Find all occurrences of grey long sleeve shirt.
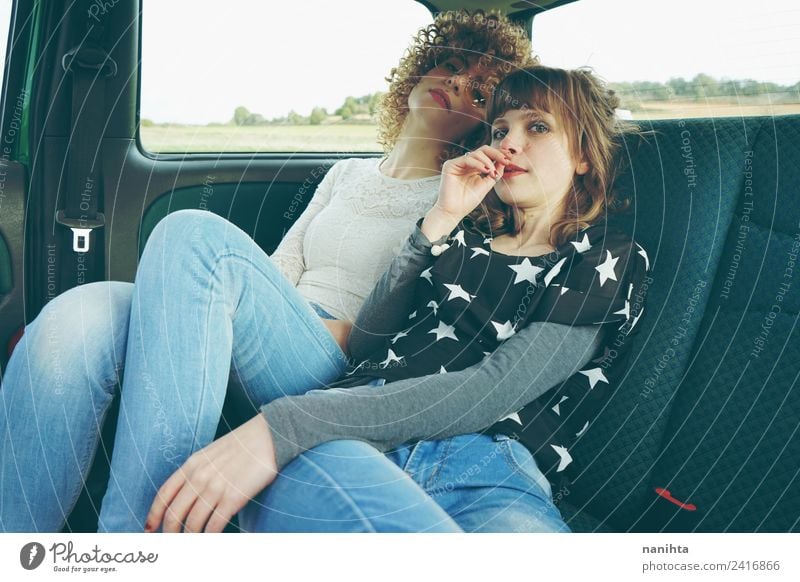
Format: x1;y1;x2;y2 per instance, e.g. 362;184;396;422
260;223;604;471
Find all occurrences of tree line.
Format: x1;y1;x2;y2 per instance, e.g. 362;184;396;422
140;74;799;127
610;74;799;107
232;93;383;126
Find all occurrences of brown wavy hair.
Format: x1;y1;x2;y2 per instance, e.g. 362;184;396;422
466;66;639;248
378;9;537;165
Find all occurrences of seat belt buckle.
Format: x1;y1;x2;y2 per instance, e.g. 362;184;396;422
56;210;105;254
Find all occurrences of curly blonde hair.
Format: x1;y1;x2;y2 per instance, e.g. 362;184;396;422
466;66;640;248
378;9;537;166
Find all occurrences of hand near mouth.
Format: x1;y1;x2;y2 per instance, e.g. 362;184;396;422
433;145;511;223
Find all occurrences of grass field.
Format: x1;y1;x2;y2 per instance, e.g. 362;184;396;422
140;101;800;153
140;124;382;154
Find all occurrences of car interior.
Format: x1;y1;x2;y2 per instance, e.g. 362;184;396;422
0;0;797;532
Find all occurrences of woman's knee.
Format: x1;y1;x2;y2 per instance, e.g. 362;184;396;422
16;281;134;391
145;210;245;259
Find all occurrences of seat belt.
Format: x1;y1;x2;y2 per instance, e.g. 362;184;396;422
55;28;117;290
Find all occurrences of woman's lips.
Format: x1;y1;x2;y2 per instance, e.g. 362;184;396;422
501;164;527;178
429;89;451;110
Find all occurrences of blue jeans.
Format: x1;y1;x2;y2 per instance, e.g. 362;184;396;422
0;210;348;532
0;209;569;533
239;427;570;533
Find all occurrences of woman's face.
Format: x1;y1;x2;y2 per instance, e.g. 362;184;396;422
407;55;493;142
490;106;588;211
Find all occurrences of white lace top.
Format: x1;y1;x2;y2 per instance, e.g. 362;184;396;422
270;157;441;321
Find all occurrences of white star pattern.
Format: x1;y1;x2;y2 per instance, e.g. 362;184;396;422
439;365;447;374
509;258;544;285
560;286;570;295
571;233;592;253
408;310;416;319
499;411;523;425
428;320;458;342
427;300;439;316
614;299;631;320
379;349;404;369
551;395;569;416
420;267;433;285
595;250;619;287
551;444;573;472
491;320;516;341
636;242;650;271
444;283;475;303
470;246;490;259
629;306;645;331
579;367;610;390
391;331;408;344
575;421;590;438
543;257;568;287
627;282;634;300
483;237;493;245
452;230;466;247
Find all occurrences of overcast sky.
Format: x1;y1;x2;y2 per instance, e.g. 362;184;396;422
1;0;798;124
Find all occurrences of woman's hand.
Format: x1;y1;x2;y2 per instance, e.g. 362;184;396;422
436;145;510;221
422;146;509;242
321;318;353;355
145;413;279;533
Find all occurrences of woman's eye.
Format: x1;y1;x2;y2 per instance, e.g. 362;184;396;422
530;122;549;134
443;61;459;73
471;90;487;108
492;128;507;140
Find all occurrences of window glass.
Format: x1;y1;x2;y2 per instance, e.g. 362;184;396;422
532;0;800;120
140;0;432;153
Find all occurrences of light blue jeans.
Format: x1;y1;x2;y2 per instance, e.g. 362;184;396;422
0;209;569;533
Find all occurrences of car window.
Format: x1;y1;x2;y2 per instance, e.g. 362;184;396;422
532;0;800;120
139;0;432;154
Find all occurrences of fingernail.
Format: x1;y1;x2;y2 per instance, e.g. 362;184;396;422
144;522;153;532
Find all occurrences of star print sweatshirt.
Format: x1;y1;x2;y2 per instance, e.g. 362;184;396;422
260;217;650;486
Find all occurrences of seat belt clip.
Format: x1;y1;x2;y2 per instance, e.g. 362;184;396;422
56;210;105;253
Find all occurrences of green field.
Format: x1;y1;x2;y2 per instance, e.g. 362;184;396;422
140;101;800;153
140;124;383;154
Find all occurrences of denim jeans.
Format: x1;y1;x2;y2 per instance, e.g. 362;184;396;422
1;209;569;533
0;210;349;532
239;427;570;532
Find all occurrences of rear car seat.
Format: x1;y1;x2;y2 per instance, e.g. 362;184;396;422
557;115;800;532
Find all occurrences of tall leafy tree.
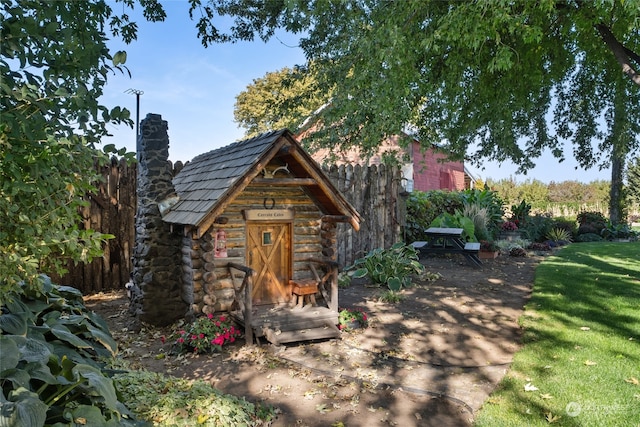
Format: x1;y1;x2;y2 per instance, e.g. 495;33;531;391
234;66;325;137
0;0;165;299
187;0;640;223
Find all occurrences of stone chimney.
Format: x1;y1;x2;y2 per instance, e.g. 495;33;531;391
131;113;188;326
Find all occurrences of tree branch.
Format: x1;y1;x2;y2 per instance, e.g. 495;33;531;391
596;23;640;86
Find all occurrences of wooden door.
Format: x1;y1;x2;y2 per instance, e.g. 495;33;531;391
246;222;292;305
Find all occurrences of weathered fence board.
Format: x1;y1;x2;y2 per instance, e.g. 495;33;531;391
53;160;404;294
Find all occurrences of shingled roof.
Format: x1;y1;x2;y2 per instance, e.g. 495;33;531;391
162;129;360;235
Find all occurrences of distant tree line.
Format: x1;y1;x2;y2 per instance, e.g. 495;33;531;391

> _HOW TO COMPLETE THIS TASK_:
What the answer should hold is an exact copy of each line from the one containing "Find all occurrences of weathered" to the final line of the listing above.

> _RESULT OF THIS EXERCISE_:
Find all occurrences of weathered fence board.
Format: x1;y1;x2;y2 per instance, e.g. 495;33;531;391
53;160;404;294
Find all occurrences of shingled roof.
Format: x1;y1;x2;y2 per instance, e.g. 495;33;531;391
162;129;360;235
Find all occurrences of distant tree line.
Format: x1;y1;x2;y2 per instance, e.g. 495;33;531;391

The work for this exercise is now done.